■ **Aim**: Return every one of the records below word for word, with no changes.

■ **Exercise input**:
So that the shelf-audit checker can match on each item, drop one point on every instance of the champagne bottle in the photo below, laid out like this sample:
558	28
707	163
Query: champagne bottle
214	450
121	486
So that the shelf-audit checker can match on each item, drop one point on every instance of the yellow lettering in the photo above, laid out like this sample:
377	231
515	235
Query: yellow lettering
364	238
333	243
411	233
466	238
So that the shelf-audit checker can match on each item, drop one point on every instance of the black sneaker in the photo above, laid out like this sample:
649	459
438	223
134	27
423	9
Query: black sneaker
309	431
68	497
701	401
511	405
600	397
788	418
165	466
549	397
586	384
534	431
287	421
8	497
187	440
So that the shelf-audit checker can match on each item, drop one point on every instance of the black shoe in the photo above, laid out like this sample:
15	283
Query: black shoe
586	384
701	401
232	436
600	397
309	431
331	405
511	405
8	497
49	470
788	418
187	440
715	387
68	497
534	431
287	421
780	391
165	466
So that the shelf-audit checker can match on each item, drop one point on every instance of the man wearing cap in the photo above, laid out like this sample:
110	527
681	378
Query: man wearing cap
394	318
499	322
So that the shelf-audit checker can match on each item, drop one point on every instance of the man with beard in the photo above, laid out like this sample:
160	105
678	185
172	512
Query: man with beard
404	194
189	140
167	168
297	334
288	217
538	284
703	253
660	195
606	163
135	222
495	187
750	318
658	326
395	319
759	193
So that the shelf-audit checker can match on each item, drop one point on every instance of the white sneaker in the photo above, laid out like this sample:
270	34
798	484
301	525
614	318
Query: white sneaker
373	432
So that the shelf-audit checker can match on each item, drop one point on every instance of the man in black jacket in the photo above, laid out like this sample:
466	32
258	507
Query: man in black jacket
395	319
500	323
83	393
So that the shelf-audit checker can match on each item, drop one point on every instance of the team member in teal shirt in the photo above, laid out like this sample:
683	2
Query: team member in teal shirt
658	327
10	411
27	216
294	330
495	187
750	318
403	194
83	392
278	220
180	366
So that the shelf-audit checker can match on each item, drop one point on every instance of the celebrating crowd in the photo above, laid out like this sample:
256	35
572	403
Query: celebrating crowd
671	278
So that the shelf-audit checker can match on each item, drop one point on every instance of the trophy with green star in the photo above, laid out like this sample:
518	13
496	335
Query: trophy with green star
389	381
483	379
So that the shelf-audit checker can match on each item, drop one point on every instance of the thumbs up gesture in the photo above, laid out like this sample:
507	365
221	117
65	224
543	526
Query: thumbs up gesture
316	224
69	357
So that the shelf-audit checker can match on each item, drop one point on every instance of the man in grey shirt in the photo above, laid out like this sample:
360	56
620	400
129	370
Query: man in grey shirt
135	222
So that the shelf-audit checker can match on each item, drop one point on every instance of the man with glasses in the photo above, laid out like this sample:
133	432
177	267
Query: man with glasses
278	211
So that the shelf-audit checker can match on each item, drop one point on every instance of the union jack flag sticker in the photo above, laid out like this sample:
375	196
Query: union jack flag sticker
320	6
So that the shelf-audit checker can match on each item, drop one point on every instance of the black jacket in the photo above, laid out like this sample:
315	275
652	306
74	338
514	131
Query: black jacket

■ **Result**:
So that the shelf-audit checker can match on each item, drop one point on every instance of the champagne bottle in the photo below, laid out like this sample:
558	28
707	163
Query: champagne bottle
214	450
121	486
So that the shelf-audit checker can match on each item, drop one point on every instance of the yellow lettering in the photo above, laid out like this sample:
377	231
515	235
Query: yellow lettering
364	238
333	243
411	233
466	238
So that the shelf-audit checker can match on each item, drop one point on every instance of the black sneaker in the photo above, laid out like this sample:
649	459
438	223
134	27
423	9
Query: black sneaker
309	431
68	497
701	401
511	405
600	397
788	418
165	466
549	397
586	384
534	431
287	421
8	497
187	440
So that the shelf-audit checker can match on each item, drop one point on every instance of the black shoe in the photo above, laid out like this sample:
15	283
Query: black shoe
586	384
701	401
232	436
600	397
309	431
331	405
511	405
8	497
49	470
788	418
187	440
715	387
68	497
534	431
287	421
780	391
165	466
So that the shelf-audit checker can match on each item, drop one point on every instance of the man wearing cap in the photo above, laid out like this sample:
110	527
681	378
Query: man wearing cap
394	318
499	322
So that the shelf-audit checker can match on each item, drop one point on every instance of the man with beard in the photo above, laid out like this sample:
160	105
678	185
172	512
Query: man with beard
404	194
189	140
167	168
297	334
288	217
538	284
703	253
660	195
606	163
135	222
495	187
750	318
658	326
395	319
759	193
So that the shelf-audit checker can match on each item, drop one point on every instance of the white sneaker in the photo above, laid out like this sample:
270	34
798	484
301	525
614	318
Query: white sneaker
373	432
So that the shelf-audit checker can match on each item, drop one point on every instance of the man in black jacket in the photo above, laid out like this sample:
466	32
258	507
Query: man in black jacket
395	319
500	323
83	393
So that the shelf-audit checker can match on each item, drop one point on every instance of the team member in teal shirt in the photo above, laid out like this sample:
683	2
Query: team member in teal shirt
658	327
10	411
27	216
294	330
495	187
750	318
403	194
83	392
278	220
180	366
So that the shelf-audit checker can match on each item, drop one point on every instance of the celebrating crowd in the photo above, laid out like this sample:
256	35
572	403
Query: celebrating crowd
671	278
So that the shelf-audit checker can match on each item, drop one point on every instance of the trophy with green star in the photo above, laid out like this sample:
518	13
496	335
Query: trophy with green star
389	381
483	379
So that the shelf-audit checker can match on each item, drop one point on every instance of the thumbs up gesture in the photo above, laid out like this sample:
507	365
221	117
65	224
543	526
Query: thumbs up gesture
316	224
69	357
So that the shelf-audit checker can match on each item, drop one point on every instance of the man in grey shirt in the photo above, laid out like this sample:
360	56
620	400
129	370
Query: man in grey shirt
135	222
So that the shelf-audit checker can match on each item, drop one point on every instance of the man with glasses in the photo above, laid out like this sample:
133	432
177	267
Query: man with glasses
278	211
So that the shelf-audit checker can match on each item, drop one point on every instance of the union jack flag sticker in the photo above, laid out like this sample:
375	196
Query: union jack flag sticker
320	6
So that the shelf-audit checker can match on each item, drop one point on every instance of the black jacket in the photo above, laid out like this sample:
315	275
652	306
74	338
514	131
Query: black jacket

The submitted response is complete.